- **EXERCISE DETAILS**:
Only the line containing "Identify a point on each instance of the treeline" and the lines after it, through the end of the data below, are to be returned, each exactly as it stands.

-- PROVIDED MATERIAL follows --

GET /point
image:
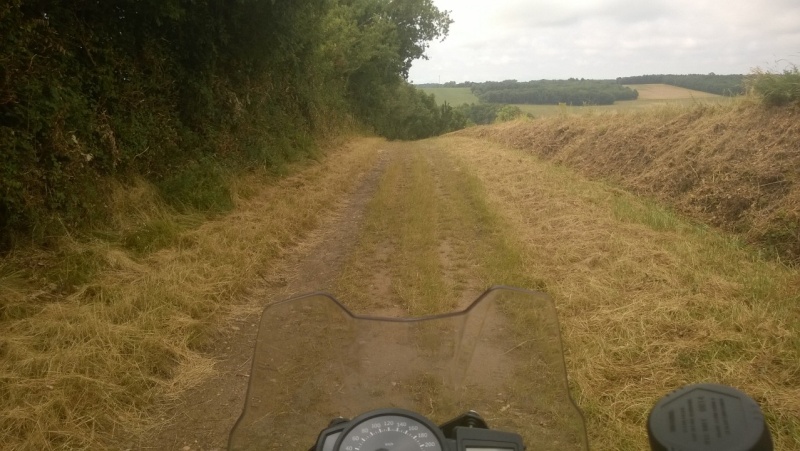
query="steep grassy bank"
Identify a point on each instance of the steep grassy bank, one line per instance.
(95, 335)
(733, 166)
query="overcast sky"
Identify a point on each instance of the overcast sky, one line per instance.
(558, 39)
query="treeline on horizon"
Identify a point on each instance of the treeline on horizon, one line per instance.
(180, 92)
(724, 85)
(554, 92)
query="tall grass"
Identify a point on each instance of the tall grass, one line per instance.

-- PROVIDED MATERIAL concluded --

- **SOLUTION TO THE PROBLEM**:
Identify a point on each instance of the treeline on horizon, one line per instance.
(180, 92)
(724, 85)
(554, 92)
query="tall grass"
Identify a point on each instance of the tall grass, one line per instance.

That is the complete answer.